Stored items
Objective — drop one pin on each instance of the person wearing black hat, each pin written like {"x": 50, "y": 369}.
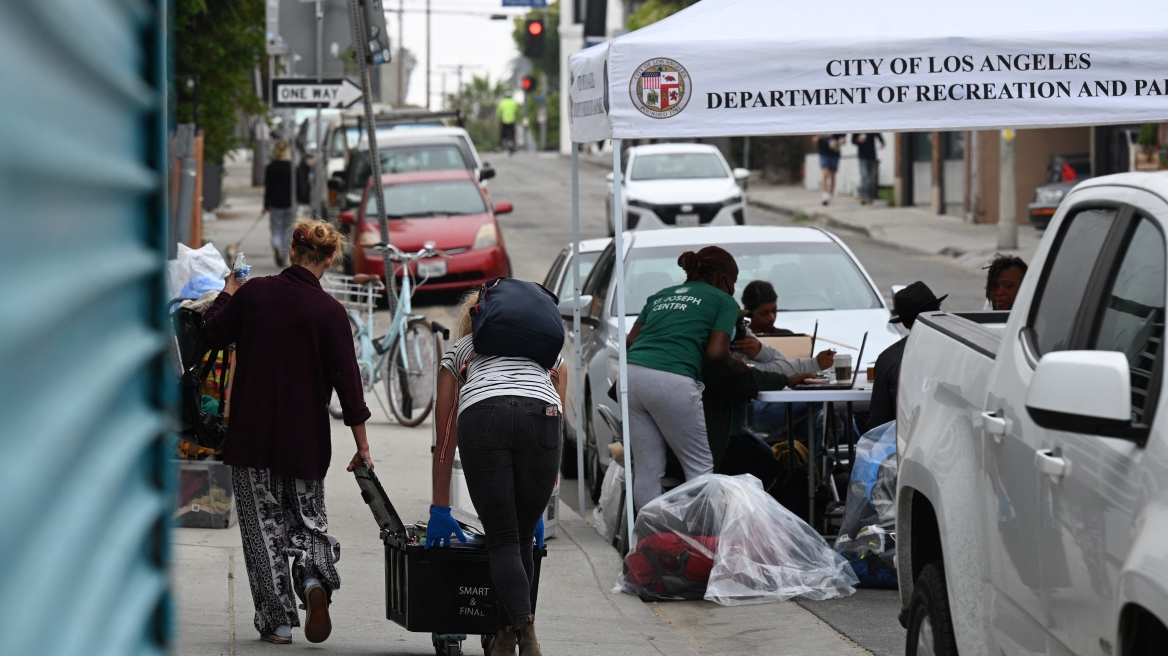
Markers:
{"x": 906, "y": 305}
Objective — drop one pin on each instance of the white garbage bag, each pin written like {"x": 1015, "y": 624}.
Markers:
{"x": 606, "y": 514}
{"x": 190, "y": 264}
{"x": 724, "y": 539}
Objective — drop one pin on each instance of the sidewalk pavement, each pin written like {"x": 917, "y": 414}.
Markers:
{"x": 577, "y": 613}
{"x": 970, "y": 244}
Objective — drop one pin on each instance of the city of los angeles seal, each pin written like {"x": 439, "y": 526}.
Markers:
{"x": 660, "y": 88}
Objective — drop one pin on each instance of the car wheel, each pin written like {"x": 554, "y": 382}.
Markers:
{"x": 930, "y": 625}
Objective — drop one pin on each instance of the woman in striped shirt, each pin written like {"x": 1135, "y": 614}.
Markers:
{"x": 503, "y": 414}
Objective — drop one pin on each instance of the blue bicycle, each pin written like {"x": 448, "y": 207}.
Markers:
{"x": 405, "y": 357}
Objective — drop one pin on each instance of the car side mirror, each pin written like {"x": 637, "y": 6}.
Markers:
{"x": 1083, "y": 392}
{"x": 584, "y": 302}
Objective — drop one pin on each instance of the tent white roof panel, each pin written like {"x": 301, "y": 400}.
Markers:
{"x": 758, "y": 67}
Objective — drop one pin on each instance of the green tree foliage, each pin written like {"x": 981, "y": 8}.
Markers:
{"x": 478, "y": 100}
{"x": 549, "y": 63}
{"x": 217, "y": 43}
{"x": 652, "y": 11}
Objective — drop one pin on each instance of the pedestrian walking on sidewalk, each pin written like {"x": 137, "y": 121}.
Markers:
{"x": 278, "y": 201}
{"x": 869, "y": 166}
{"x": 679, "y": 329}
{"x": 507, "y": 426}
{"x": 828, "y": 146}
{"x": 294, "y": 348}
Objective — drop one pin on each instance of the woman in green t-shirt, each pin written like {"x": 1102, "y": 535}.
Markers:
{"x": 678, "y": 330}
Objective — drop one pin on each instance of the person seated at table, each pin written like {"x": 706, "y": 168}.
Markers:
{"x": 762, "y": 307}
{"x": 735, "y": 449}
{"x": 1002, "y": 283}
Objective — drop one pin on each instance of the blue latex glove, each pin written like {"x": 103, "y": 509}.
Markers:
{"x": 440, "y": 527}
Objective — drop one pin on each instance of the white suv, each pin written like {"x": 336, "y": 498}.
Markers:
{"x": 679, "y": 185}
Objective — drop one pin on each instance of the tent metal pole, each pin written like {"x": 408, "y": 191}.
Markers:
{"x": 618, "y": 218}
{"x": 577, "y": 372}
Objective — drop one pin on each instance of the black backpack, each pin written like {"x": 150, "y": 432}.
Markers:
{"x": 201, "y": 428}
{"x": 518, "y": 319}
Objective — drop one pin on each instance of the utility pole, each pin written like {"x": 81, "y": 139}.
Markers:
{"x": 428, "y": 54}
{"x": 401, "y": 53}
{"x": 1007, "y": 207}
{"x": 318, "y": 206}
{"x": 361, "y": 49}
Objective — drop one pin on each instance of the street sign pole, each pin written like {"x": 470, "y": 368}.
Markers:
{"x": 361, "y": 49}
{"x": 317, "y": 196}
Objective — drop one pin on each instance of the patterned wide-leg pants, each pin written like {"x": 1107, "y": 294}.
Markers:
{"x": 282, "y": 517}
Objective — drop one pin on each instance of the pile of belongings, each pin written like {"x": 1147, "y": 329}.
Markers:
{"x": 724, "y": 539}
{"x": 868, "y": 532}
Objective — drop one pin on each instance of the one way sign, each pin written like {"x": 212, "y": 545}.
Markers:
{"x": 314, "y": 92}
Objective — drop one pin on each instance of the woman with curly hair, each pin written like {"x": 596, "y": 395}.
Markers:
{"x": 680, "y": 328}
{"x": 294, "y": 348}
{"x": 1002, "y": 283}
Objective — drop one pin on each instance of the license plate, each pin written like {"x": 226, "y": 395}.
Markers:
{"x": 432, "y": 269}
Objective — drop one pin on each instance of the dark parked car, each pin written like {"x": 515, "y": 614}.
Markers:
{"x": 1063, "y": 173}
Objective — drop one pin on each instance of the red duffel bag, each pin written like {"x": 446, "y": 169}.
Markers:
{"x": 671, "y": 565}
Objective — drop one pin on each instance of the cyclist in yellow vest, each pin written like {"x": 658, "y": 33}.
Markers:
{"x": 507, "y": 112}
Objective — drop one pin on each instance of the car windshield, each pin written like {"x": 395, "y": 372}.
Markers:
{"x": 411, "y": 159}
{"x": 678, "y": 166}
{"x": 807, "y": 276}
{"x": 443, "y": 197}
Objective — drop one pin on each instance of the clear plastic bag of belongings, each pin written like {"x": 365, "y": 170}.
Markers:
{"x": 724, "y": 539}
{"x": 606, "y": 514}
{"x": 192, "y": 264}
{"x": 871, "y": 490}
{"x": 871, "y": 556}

> **GIVEN REQUEST**
Give exactly the lines from the one with "Objective — drop one pin on each instance of the license" to the end of the entries, nothing before them.

> **WRITTEN SOLUTION**
Objective — drop one pin on each instance of the license plate, each pin written like {"x": 226, "y": 395}.
Markers:
{"x": 432, "y": 269}
Objective — drop one pin on each instance of the dark parked car, each pin written like {"x": 515, "y": 614}.
Markers:
{"x": 1063, "y": 173}
Objective — drop one pin on each instance of the red duffel bag, each pin written like {"x": 446, "y": 169}.
Markers:
{"x": 671, "y": 565}
Objective — drop one pin on each instance of the cyclist in yellow vest, each pin written like {"x": 658, "y": 33}.
Markers:
{"x": 507, "y": 112}
Objective — drop one pin on each instance of the car windshield, each pin written like {"x": 395, "y": 372}.
Markers:
{"x": 411, "y": 159}
{"x": 678, "y": 166}
{"x": 807, "y": 276}
{"x": 443, "y": 197}
Objective — drop one pin on each instance of the clear plastic bag of belongings, each pin written like {"x": 365, "y": 170}.
Markers:
{"x": 724, "y": 539}
{"x": 606, "y": 514}
{"x": 192, "y": 264}
{"x": 871, "y": 490}
{"x": 871, "y": 556}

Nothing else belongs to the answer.